I have many – many things that I love about being a pastor. I love Christmas Eve worship. I love singing “Silent Night” with you all by flickering candlelight. Lutherans are always a good looking lot – but you all look especially lovely by candlelight. Standing there with the deacon each year on Christmas Eve – I fall in love with being a pastor all over again.
I love Easter morning worship. Few things are more fun than getting to proclaim – “Jesus Christ is Risen!” and to hear an entire congregation declare with joy in their hearts and smiles on their faces “He is risen indeed!” It is all I can do not to add a “Whoop! Whoop!” and an “Amen and a Hallelujah!” too. But we are card carrying Lutherans so I try to contain myself – but I just know some year – it is going to slip out. Consider yourselves warned!
I love baptisms. It is such an incredible honor to be able to be the first human being to welcome another child of God into the Christian family. I keep a list of all of the folks I have baptized as a reminder of all of the people I have been able to welcome into the family over the years. Confirmations are awfully cool too!
I can’t say that I love funerals – but it is an incredible honor to be able to share in this part of people’s lives too. I love hearing the stories that families tell about their loved ones. I love just being able to listen and to learn and to be a part of this sacred time.
I really and truly do love Sunday school. In many ways Sunday school is the highlight of my work week. I know that I give Pat Markley and Steve Sarson a hard time sometimes (those two can and do ask some seriously tough questions) – but I love – love – love hanging out with people who like to think about the Bible and God and faith almost as much as I do. As my Will says – those two “think BIG thinks!”
I love – love – love the chaos and noise and joy and fun of vacation Bible school.
I particularly love the relationships that we form over time. The way that we grow together as God’s people as we share in each other’s lives is such a wonderful blessing. These relationships grow as we worship together – as we work together – as we share cups of coffee in the fellowship hall – as we chat in the narthex and the parking lot and the church kitchen. These relationships have been a blessing and a source of comfort and strength for many in our Christian community.
So many of the folks who have worshipped at Saint Stephen over the years are not able to join us right now for in-person worship. Since we have resumed in-person worship at Saint Stephen our worship attendance on Sunday mornings has been in the 30s. (I am not complaining or judging or condemning.) I know that COVID-19 means that many of us are staying home on Sundays to protect ourselves and our beloved family members. I would never want anyone to come to worship who wasn’t ready. More than anything I want all of you to be safe and healthy!
But during this time of social distancing and isolation – I do want to encourage you to remember one another. To remember the importance of our Christian community. To remember your sisters and brothers in Christ.
I want to encourage you to remember one another in prayer. Pray for each other. Please also pray for Saint Stephen and our church council. These are not easy times to be leading the church! Prayer is truly powerful.
I also want to encourage you to reach out to each other. Stay in touch with your sisters and brothers in Christ.
We have had to cancel so many things that we normally delight in doing like coffee hour and passing the peace and Vacation Bible School and hanging out in the narthex and social gatherings. It feels like we have canceled the fun – but we can still nurture our relationships with one another. It will just take more thought and a little more effort on our parts.

:: GIVEN DATA ::
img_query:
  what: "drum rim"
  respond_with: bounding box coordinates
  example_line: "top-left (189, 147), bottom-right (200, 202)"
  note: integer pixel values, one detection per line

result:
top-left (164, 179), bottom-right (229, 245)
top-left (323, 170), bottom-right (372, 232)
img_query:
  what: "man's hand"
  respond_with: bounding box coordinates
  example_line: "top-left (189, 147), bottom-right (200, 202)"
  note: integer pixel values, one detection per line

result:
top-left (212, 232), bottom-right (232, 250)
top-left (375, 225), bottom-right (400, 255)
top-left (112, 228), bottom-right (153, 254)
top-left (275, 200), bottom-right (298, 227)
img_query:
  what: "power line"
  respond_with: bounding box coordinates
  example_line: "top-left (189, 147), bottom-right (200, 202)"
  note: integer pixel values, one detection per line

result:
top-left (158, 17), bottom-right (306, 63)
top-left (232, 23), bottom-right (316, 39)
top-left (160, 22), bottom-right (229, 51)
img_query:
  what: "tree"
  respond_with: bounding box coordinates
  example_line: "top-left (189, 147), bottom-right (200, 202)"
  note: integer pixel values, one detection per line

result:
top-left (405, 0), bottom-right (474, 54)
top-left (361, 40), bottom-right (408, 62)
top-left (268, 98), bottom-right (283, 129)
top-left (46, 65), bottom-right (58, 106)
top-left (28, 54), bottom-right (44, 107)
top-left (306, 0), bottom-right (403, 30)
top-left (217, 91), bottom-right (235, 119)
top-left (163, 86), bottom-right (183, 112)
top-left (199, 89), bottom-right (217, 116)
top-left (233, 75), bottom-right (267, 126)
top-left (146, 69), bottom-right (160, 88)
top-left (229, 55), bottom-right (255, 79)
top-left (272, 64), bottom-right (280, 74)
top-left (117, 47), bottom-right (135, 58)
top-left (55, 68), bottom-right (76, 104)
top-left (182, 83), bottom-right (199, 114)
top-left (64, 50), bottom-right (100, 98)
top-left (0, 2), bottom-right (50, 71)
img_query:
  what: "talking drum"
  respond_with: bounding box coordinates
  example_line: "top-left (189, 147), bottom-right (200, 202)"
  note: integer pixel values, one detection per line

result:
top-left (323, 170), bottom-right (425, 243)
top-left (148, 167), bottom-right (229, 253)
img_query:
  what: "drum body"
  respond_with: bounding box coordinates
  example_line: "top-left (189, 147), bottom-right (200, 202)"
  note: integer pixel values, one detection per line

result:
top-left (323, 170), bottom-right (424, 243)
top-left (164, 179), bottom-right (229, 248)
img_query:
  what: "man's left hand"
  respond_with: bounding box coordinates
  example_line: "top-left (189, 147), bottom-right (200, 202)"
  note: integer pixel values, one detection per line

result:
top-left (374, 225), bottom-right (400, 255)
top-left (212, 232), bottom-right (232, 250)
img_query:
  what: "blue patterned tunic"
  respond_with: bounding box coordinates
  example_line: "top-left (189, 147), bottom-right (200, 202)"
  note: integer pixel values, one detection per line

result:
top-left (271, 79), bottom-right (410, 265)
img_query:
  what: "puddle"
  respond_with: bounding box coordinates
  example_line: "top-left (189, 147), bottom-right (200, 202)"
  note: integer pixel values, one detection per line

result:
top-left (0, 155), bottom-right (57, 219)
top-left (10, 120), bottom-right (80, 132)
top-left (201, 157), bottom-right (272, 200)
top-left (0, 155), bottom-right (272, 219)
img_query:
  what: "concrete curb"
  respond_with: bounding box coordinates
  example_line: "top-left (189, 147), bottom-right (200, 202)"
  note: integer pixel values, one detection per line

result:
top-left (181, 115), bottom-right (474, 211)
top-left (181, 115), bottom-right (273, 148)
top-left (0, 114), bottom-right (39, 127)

:: DIRECTIONS ::
[1] Answer these questions from the given text:
(a) With whom does the pastor stand each year on Christmas Eve?
(b) What does the pastor keep a list of?
(c) What has Sunday morning worship attendance been since in-person worship resumed at Saint Stephen?
[2] According to the given text, why are many members staying home on Sundays instead of attending in-person worship?
[3] List every activity that the given text says has had to be canceled.
The items that accompany the text are not needed here.

:: SOLUTIONS BELOW ::
[1]
(a) The deacon.
(b) All of the people the pastor has baptized.
(c) In the 30s.

[2] Many members are staying home on Sundays because of COVID-19. They are doing so to protect themselves and their beloved family members.

[3]
- Coffee hour
- Passing the peace
- Vacation Bible School
- Hanging out in the narthex
- Social gatherings